* **Aim of the exercise**: What do the lines from the one containing "label the boy, a point per instance." through the end of the listing below say? Restate them word for word and give nothing else.

* **Source data**:
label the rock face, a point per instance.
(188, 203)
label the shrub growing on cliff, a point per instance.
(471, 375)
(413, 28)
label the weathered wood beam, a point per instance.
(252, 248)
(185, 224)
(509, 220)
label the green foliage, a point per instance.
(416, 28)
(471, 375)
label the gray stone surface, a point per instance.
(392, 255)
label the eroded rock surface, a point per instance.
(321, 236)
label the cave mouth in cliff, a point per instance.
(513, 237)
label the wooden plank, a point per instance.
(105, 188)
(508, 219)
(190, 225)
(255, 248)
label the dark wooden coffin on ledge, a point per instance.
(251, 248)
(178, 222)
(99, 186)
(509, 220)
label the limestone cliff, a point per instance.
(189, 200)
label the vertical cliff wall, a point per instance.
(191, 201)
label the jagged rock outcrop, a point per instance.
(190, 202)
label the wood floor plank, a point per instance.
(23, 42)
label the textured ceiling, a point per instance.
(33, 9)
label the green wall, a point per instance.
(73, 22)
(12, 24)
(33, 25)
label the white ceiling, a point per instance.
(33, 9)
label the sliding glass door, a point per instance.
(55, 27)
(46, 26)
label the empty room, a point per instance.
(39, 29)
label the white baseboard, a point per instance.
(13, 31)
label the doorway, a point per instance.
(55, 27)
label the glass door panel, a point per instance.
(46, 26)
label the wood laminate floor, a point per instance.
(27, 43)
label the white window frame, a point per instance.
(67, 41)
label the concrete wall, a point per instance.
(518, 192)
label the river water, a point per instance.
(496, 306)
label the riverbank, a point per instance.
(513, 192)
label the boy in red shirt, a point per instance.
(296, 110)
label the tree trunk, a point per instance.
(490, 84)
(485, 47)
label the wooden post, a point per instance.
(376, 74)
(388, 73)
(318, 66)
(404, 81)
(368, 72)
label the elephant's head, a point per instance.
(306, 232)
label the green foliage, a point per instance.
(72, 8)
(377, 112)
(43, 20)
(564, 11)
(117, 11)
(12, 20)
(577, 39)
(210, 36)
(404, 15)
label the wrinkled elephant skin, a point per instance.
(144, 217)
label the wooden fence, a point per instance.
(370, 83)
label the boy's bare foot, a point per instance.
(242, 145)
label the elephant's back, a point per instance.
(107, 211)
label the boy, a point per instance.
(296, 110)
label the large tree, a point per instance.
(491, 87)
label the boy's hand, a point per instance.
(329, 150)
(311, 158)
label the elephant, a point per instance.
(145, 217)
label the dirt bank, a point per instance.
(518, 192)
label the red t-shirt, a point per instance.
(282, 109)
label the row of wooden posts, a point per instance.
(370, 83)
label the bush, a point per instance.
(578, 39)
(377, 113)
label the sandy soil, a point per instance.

* **Result**:
label the boy, a point per instance.
(296, 110)
label the large tree, a point per instance.
(491, 87)
label the boy's hand, a point per instance.
(329, 150)
(311, 158)
label the elephant, a point per instance.
(145, 217)
label the dirt bank, a point per instance.
(518, 192)
label the red t-shirt, a point per instance.
(282, 109)
label the row of wooden posts, a point per instance.
(370, 83)
label the bush, a point per instance.
(578, 39)
(377, 113)
label the sandy soil, a point per instance.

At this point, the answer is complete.